> **Untersuchter Text**:
Polternder Präsident Trump knöpft sich die Türkei vor

Berlin · Der US-Präsident nimmt erneut einen Nato-Partner ins Visier und droht mit Sanktionen gegen Ankara.

 Die türkische Regierung wirft ihm Spionage und Terrorismus vor: US-Pastor Andrew Brunson.

Die türkische Regierung wirft ihm Spionage und Terrorismus vor: US-Pastor Andrew Brunson.

Foto: AP

Vor zwei Wochen polterte Donald Trump noch gegen Deutschland. Jetzt nimmt der launische US-Präsident schon wieder einen Nato-Partner ins Visier. Dieses Mal muss sich die Türkei mit Trumps Tiraden auseinandersetzen. Wieder greift der US-Präsident über seinen Lieblingskanal mit garantierter Maximalverbreitung an: Twitter. Trump liebt es, über den Kurznachrichtendienst – ganz ohne lästige Fragen unabhängiger Medien – seine Sicht der Welt zu verbreiten.

Deutschland sei ein „Gefangener“ Russlands, hetzte Trump wegen der geplanten Gaspipeline Nordstream 2, es zahle zu wenig in die Nato-Kasse und wolle obendrauf auch gegen Russland beschützt werden. Stunden später, typisch Trump, lobte er dann sein gutes Verhältnis mit Bundeskanzlerin Angela Merkel (CDU), ehe er nachts gleich wieder gegen Deutschland in die Tasten griff.

Nun bekommt der Nato-Partner Türkei die Launen des US-Präsidenten zu spüren. Noch beim Gipfel in Brüssel war Trump einträchtig mit Recep Tayyip Erdogan zum traditionellen Familienfoto erschienen, als könnte kein Wässerchen das Verhältnis der beiden Präsidenten trüben. Doch nun hat Trump der Türkei sogar mit Sanktionen gedroht.

Hintergrund: Beim gescheiterten Militärputsch von Teilen der Armee gegen Erdogan im Sommer 2016 war auch der US-amerikanische Pastor Andrew Brunson festgenommen worden. Die türkische Regierung wirft ihm Spionage und Terrorismus vor. Brunson, der verdächtigt wird, Mitglied der Gülen-Bewegung zu sein, sitzt seither in Haft. Die Bewegung des Predigers Fethullah Gülen macht Erdogan für den Putschversuch gegen sich verantwortlich.

> **Aufgeführte Zeilen**:

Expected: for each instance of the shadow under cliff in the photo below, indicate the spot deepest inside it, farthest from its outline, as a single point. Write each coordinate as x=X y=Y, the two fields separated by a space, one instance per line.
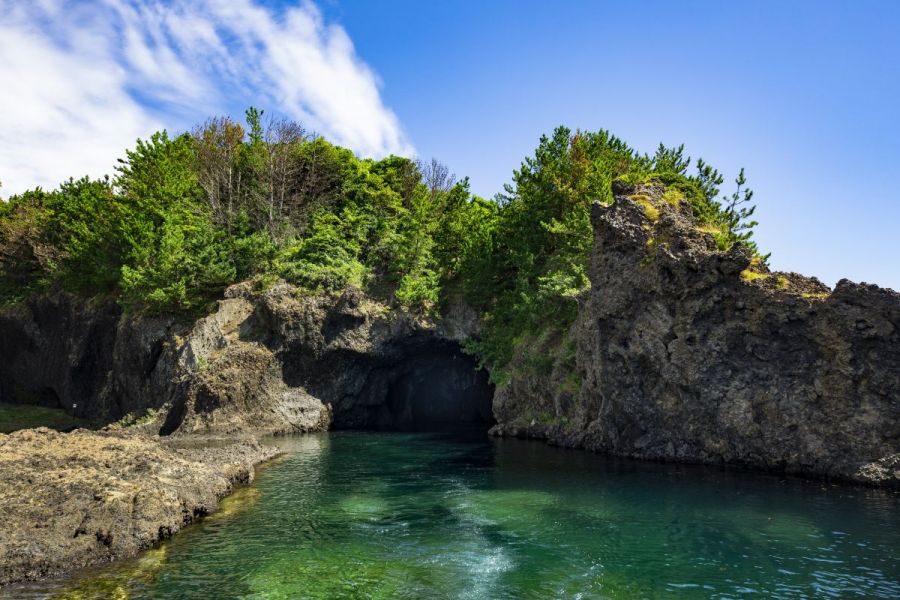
x=418 y=383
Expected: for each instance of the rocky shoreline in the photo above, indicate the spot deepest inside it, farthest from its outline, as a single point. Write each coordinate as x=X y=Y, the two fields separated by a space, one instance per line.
x=71 y=500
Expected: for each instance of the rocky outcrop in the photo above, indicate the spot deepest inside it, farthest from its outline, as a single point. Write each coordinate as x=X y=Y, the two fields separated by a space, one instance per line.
x=84 y=356
x=277 y=361
x=287 y=361
x=82 y=498
x=689 y=353
x=681 y=351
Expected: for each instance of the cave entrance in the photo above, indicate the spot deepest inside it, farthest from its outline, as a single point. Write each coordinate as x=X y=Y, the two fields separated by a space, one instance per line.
x=429 y=386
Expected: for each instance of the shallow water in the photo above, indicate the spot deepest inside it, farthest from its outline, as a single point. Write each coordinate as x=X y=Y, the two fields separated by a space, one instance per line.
x=372 y=515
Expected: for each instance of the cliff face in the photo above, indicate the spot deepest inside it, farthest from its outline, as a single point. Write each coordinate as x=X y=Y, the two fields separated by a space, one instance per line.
x=84 y=356
x=680 y=352
x=281 y=361
x=685 y=354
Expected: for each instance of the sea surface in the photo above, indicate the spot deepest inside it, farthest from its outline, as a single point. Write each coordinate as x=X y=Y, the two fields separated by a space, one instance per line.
x=391 y=515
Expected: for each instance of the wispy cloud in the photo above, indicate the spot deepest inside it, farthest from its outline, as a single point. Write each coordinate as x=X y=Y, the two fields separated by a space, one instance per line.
x=80 y=81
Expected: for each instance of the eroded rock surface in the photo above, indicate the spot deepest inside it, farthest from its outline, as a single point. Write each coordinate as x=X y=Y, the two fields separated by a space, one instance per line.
x=70 y=500
x=688 y=353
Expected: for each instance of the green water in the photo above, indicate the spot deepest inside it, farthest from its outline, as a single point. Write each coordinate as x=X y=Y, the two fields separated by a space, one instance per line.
x=368 y=515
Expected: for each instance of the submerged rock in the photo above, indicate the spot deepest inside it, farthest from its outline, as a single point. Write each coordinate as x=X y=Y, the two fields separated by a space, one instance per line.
x=70 y=500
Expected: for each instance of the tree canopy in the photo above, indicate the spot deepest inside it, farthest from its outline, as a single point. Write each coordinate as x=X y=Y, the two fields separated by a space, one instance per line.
x=184 y=217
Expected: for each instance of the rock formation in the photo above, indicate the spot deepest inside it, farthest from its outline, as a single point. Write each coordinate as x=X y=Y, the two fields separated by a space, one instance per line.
x=689 y=353
x=681 y=351
x=82 y=498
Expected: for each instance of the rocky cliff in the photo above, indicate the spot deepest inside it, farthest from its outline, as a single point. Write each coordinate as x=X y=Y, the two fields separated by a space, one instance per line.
x=681 y=351
x=685 y=352
x=270 y=362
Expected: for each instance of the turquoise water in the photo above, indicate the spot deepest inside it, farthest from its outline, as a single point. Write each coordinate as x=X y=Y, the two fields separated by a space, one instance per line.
x=371 y=515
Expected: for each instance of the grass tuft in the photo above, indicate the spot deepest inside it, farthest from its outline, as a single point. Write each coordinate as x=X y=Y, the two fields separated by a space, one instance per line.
x=650 y=211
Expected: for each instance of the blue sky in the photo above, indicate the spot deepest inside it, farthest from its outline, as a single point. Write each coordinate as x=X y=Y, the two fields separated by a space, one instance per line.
x=803 y=94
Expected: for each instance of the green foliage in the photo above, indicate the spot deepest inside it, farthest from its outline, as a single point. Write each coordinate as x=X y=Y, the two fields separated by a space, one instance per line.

> **Zu erledigen**:
[A] Was wirft die türkische Regierung laut dem Artikel über Trump und die Türkei dem US-Pastor Andrew Brunson vor?
[B] Schreiben Sie den Artikel über Trump und die Türkei im Anschluss an seinen letzten Satz weiter.
Die Zeilen spielen hierfür keine Rolle.

> **Ihre Antworten**:
[A] Spionage und Terrorismus.

[B]
Anschuldigen seien konstruiert

Die US-Regierung wiederum hält die Anschuldigungen gegen Brunson für konstruiert. Trump via Twitter: „Die Vereinigten Staaten werden die Türkei mit umfassenden Sanktionen belegen für die lang anhaltende Inhaftierung von Pastor Andrew Brunson, einem großartigen Christen, Familienmenschen und einem wundervollen Menschen.“ Der türkische Außenminister Mevlüt Cavusoglu hat darauf bereits scharf reagiert: „Niemand macht der Türkei Vorschriften. Wir werden niemals und von niemandem Drohungen akzeptieren.“

CDU-Verteidigungsexperte Henning Otte sagte unserer Redaktion: „Zusammenhalt im Bündnis ist die Grundlage der Nato als Garant unserer Sicherheit. Auch die sprunghafte Politik von US-Präsident Trump darf daran nichts ändern.“ Sowohl die USA als auch die Türkei seien zur Mäßigung aufgerufen.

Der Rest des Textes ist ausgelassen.